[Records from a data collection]
────

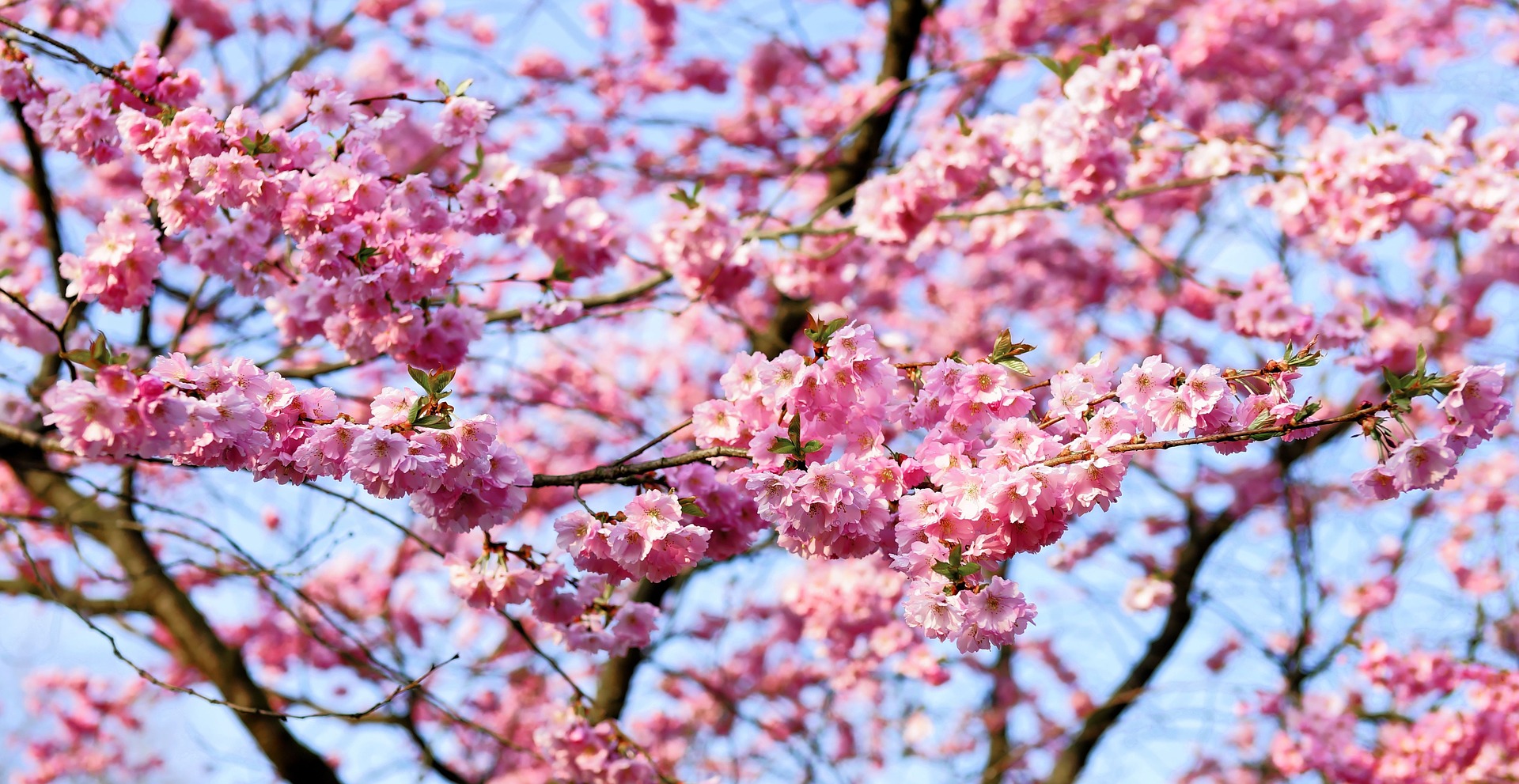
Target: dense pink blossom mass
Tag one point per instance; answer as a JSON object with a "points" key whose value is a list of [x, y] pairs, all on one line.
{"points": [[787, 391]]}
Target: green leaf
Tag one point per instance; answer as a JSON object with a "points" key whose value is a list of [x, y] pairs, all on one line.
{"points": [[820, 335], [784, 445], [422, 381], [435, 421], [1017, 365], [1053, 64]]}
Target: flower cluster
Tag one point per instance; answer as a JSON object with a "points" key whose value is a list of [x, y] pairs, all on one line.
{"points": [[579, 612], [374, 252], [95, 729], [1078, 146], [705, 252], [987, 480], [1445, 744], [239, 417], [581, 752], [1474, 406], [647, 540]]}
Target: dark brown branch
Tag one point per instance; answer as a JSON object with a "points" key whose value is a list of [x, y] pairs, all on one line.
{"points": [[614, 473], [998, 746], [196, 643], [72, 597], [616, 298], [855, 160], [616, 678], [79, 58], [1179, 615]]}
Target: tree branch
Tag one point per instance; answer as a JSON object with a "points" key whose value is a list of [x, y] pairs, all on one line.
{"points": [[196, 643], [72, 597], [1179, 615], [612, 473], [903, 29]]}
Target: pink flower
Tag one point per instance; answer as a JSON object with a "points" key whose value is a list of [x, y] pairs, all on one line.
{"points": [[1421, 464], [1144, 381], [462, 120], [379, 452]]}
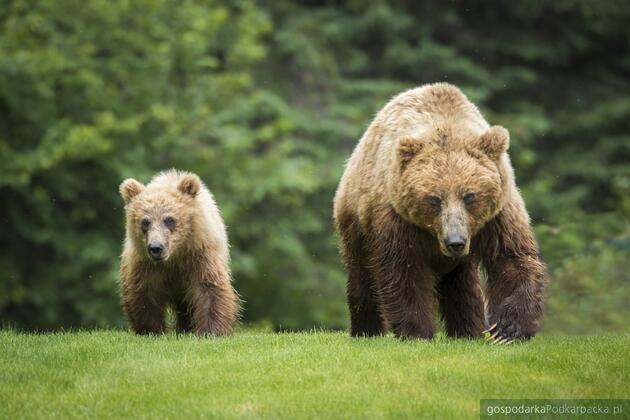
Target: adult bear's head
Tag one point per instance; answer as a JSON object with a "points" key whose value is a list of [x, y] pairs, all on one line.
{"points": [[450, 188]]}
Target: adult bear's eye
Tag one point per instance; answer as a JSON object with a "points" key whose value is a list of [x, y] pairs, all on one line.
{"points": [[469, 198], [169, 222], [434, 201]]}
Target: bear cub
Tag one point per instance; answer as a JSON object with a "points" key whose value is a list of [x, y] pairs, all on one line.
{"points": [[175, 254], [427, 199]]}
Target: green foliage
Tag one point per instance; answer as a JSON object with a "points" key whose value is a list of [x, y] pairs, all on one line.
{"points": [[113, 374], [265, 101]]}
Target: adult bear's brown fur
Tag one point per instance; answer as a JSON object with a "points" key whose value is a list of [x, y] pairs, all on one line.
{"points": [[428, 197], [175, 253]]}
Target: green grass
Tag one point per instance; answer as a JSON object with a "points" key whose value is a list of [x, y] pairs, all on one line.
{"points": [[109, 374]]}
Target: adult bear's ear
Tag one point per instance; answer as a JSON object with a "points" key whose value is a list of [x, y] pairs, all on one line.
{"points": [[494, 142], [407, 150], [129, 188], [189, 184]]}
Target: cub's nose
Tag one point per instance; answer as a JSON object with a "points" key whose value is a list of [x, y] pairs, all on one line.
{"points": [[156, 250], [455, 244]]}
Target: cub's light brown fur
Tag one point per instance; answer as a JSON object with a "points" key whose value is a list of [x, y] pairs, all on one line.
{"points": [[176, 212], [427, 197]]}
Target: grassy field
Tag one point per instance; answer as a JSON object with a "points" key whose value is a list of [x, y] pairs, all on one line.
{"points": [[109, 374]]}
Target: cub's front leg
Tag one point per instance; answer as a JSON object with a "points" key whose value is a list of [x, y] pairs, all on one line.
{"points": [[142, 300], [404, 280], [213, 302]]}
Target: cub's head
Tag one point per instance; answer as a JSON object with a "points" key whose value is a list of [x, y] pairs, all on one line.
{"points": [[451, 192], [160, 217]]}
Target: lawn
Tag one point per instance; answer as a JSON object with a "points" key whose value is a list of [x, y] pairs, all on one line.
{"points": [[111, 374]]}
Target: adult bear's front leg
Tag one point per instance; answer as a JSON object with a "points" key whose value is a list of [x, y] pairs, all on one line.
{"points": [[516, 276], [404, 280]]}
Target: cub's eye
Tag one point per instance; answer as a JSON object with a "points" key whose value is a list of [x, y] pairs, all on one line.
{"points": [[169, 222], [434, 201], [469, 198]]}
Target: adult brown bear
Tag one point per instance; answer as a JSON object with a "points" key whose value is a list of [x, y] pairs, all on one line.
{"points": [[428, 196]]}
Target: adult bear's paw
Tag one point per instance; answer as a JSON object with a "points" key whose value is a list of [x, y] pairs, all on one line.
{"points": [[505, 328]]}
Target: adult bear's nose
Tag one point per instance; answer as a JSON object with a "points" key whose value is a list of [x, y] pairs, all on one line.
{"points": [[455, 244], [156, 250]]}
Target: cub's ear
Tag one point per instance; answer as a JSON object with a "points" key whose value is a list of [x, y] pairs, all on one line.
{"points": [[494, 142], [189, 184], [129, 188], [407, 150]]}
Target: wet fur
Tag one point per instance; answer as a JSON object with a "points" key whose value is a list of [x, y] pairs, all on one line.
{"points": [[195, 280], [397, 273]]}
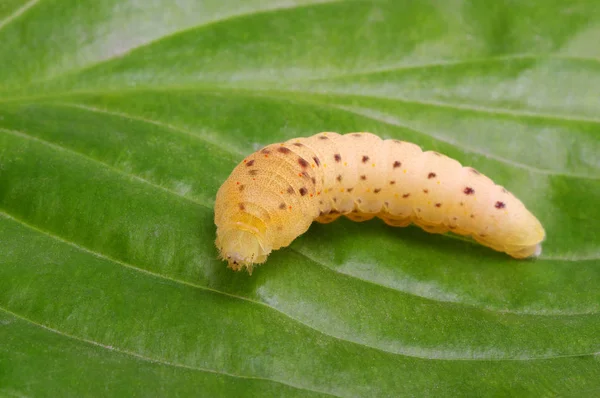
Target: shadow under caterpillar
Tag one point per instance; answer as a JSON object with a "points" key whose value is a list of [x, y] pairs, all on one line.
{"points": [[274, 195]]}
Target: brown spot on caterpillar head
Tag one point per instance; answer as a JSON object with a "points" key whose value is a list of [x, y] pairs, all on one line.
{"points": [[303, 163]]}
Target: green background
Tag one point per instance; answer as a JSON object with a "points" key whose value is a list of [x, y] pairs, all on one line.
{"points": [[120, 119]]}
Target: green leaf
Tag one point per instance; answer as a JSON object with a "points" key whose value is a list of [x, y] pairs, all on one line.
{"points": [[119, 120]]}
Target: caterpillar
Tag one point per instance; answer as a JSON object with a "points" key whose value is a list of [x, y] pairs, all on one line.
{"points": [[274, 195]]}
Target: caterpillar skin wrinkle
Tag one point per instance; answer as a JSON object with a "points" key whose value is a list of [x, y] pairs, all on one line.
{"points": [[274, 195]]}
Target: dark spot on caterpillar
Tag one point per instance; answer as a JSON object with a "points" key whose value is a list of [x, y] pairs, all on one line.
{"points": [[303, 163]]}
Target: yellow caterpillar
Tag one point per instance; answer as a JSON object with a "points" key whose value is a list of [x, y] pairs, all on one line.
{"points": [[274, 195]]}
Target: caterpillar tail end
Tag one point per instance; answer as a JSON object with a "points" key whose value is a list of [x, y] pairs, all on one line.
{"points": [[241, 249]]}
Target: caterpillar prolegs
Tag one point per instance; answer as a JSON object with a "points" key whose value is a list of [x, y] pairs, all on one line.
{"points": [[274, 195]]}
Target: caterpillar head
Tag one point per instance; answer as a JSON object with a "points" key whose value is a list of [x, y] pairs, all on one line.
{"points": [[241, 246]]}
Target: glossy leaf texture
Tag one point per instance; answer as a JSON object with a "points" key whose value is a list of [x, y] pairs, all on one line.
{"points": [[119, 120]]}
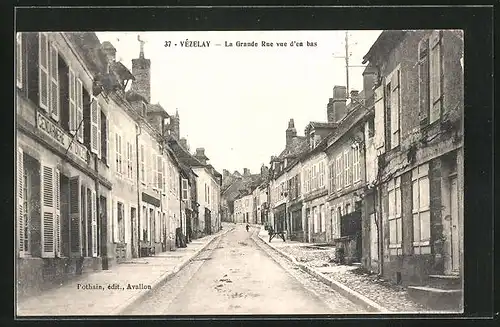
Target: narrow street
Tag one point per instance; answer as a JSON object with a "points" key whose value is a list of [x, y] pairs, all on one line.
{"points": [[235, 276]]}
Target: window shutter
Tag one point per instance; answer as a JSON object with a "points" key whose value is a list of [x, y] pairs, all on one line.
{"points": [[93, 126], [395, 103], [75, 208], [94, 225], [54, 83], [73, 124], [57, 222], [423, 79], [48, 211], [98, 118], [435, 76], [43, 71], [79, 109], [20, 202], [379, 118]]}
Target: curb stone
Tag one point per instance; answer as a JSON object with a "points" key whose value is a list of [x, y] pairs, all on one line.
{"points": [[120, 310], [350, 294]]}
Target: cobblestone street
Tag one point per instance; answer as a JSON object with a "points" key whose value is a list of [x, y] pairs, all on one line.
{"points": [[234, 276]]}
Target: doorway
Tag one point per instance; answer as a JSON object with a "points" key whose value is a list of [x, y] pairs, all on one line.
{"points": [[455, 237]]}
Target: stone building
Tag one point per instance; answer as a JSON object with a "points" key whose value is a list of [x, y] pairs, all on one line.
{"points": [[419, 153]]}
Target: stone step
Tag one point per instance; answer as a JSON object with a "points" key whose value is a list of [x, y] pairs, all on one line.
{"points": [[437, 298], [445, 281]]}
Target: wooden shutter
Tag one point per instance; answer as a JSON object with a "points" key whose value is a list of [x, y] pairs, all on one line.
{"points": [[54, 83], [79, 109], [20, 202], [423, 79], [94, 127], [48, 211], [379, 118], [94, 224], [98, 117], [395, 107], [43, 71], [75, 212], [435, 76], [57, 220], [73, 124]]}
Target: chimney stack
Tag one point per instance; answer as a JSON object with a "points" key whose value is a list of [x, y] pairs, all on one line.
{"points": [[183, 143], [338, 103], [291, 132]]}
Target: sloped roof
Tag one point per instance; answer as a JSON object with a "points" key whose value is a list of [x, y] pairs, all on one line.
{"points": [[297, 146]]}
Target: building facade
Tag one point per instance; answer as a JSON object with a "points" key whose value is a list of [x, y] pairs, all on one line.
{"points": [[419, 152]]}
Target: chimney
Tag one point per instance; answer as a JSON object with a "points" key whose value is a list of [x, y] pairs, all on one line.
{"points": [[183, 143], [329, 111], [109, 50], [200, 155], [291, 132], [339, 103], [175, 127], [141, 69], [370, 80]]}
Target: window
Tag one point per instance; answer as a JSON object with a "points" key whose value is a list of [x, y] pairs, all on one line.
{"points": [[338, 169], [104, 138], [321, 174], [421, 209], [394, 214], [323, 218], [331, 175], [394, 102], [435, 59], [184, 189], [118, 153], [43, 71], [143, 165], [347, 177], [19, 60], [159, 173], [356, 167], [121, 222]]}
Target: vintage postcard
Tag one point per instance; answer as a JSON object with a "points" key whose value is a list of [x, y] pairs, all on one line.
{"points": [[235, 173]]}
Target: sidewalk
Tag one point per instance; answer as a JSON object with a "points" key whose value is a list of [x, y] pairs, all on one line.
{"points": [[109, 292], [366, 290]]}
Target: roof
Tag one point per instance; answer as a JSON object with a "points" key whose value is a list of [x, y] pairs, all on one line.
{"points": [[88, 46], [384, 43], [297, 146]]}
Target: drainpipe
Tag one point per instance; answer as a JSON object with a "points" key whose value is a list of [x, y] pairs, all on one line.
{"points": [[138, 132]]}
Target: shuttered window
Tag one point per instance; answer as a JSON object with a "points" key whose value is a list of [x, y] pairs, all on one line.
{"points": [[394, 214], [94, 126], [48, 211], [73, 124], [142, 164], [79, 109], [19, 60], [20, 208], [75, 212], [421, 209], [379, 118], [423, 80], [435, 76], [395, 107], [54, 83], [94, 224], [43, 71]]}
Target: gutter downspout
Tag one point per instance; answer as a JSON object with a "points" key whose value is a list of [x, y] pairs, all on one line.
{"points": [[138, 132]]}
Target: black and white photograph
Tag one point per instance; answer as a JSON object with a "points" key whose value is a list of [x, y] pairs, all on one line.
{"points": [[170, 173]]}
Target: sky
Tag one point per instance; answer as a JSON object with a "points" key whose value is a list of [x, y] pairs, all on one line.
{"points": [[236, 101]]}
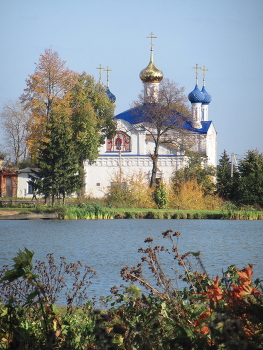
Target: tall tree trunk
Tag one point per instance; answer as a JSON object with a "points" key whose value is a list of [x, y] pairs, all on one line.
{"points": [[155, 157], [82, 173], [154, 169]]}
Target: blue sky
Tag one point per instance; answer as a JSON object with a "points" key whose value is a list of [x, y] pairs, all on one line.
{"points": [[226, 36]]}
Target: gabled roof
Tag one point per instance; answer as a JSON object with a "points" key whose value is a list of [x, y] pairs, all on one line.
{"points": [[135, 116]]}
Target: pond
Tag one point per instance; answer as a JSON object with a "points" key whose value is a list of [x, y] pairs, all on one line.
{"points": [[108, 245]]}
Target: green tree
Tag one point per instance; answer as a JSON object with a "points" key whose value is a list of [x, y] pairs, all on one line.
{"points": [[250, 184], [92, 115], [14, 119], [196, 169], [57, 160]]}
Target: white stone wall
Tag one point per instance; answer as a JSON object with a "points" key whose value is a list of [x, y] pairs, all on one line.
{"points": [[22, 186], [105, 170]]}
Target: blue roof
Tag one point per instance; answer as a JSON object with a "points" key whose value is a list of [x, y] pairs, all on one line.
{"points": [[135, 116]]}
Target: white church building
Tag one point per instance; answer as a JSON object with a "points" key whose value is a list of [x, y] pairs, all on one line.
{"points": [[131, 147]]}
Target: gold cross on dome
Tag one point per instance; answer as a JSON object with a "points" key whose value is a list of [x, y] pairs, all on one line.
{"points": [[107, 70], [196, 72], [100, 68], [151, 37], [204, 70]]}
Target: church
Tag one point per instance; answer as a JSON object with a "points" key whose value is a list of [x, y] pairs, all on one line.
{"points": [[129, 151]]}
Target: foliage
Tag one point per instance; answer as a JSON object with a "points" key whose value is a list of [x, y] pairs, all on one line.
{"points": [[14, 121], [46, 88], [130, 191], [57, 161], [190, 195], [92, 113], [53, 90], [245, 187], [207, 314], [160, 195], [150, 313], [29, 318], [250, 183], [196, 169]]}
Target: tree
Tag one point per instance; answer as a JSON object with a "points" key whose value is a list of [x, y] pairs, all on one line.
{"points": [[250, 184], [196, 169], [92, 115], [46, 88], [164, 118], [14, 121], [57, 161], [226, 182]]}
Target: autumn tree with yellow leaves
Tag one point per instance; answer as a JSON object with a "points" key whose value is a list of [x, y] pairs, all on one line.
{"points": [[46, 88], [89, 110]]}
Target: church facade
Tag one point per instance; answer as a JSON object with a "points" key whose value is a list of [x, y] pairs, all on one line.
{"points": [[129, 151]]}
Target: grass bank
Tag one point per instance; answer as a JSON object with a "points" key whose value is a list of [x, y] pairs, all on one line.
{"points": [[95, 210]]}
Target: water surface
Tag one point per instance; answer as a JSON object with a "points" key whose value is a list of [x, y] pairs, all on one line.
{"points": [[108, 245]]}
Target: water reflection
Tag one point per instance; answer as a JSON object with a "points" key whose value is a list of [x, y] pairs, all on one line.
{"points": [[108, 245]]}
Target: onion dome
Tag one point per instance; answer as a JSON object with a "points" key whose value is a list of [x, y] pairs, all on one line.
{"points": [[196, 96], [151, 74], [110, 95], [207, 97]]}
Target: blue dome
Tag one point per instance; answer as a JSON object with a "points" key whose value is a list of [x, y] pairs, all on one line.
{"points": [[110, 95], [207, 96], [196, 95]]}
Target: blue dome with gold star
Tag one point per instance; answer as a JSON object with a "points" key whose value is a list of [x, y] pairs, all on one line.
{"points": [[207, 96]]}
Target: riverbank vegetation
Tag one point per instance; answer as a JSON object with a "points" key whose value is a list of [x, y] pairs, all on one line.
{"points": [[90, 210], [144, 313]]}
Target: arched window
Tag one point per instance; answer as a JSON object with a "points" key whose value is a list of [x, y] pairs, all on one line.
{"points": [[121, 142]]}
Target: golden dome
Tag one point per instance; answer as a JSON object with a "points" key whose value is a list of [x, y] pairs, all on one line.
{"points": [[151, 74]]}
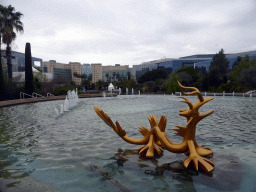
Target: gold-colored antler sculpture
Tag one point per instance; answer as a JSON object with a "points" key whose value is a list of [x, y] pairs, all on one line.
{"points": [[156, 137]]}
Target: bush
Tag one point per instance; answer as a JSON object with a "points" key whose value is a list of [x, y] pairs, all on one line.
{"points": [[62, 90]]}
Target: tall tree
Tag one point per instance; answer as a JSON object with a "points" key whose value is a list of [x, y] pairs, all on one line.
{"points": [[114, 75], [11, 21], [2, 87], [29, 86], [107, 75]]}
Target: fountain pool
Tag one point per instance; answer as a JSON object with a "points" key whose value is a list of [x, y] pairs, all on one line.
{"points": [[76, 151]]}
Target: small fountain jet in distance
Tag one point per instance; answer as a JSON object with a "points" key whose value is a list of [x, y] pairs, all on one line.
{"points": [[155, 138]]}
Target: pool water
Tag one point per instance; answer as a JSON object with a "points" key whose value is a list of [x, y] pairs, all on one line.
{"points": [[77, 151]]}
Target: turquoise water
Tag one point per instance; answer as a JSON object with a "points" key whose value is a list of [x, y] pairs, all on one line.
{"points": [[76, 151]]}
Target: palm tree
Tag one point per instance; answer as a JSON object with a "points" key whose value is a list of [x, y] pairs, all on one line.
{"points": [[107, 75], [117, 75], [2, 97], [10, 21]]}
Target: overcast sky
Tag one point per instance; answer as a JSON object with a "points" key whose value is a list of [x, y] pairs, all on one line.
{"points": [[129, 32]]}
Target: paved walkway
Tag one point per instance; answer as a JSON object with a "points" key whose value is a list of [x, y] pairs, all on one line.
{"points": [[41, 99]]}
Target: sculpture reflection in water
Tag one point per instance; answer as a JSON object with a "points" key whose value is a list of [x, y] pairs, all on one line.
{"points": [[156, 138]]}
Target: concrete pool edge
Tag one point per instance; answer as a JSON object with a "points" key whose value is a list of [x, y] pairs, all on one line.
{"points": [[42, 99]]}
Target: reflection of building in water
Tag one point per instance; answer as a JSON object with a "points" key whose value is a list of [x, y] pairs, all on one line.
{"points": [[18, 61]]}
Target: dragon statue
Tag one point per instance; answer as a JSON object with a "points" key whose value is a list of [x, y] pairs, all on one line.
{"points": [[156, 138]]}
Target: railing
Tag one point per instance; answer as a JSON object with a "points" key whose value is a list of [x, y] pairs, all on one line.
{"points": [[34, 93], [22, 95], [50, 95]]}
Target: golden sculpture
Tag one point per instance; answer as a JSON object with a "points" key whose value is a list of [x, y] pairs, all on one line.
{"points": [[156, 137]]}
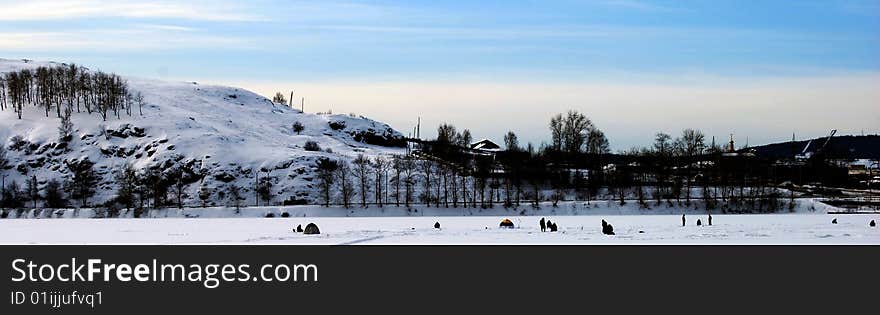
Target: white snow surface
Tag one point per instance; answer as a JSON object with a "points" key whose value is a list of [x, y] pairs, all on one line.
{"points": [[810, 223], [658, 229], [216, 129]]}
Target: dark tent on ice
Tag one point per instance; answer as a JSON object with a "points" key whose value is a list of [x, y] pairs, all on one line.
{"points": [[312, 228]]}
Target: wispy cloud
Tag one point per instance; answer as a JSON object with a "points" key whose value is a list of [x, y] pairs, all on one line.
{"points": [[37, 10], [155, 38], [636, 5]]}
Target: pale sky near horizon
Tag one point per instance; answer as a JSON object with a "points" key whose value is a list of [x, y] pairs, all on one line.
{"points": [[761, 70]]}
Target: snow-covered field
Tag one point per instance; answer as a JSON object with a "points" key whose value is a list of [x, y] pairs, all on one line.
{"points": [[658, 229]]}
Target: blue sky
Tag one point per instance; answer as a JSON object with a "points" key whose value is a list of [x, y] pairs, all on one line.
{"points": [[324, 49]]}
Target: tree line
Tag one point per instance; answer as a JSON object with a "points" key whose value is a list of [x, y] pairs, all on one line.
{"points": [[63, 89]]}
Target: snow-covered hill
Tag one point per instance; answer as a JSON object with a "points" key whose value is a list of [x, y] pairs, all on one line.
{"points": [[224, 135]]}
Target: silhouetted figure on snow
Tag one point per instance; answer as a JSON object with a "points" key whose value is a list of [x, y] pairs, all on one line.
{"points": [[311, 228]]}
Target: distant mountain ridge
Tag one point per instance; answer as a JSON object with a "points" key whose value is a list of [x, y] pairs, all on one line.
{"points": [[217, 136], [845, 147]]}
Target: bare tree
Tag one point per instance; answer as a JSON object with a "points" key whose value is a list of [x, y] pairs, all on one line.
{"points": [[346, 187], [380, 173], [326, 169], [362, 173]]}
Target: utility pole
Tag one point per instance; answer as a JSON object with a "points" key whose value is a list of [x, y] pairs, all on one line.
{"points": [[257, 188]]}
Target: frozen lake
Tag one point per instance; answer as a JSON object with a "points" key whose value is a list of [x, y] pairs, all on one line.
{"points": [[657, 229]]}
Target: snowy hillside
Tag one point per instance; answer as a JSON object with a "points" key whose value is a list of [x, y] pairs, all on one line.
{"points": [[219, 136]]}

────

### Exercise instructions
Return exactly, and only, the line containing "Target: snow-covered hill" and every line after it through the end of the material.

### The reply
Target: snow-covered hill
Tag one point per instance; answer as a JSON object with a "points" key whose value is a list of [x, y] pairs, all on one line.
{"points": [[224, 135]]}
Target: silhouetted figure on snow
Tag one point per instance; answer as a JSON object with a "points" key whose value is a list of [x, y] pairs, all on one line.
{"points": [[311, 228]]}
Target: distant mountain ridge
Tag one point per instance; answer as a JSON object with a "points" key whose value is a list of [x, y] pairs, all on one line.
{"points": [[217, 136], [845, 147]]}
Target: bare tree
Tag one point per instance; answer as a JSON object with a "points" key whose value is a list of [x, y] pairs, all on one line.
{"points": [[346, 187], [380, 173], [326, 169], [362, 173]]}
Target: utility pole
Tag one point per instance; answer as a JSON object with a "points" key whose value is a list of [x, y] pairs, all on one line.
{"points": [[257, 188]]}
Target: frozen lake
Tag one point per instance; answer as a JSON object with a "points" key whose value is a list of [x, y] pairs, all on one line.
{"points": [[657, 229]]}
Target: snowy hillside
Tag one point per instance; answer as a JSON object with a "points" key whose value is a list of [x, y] pairs, all on one line.
{"points": [[219, 136]]}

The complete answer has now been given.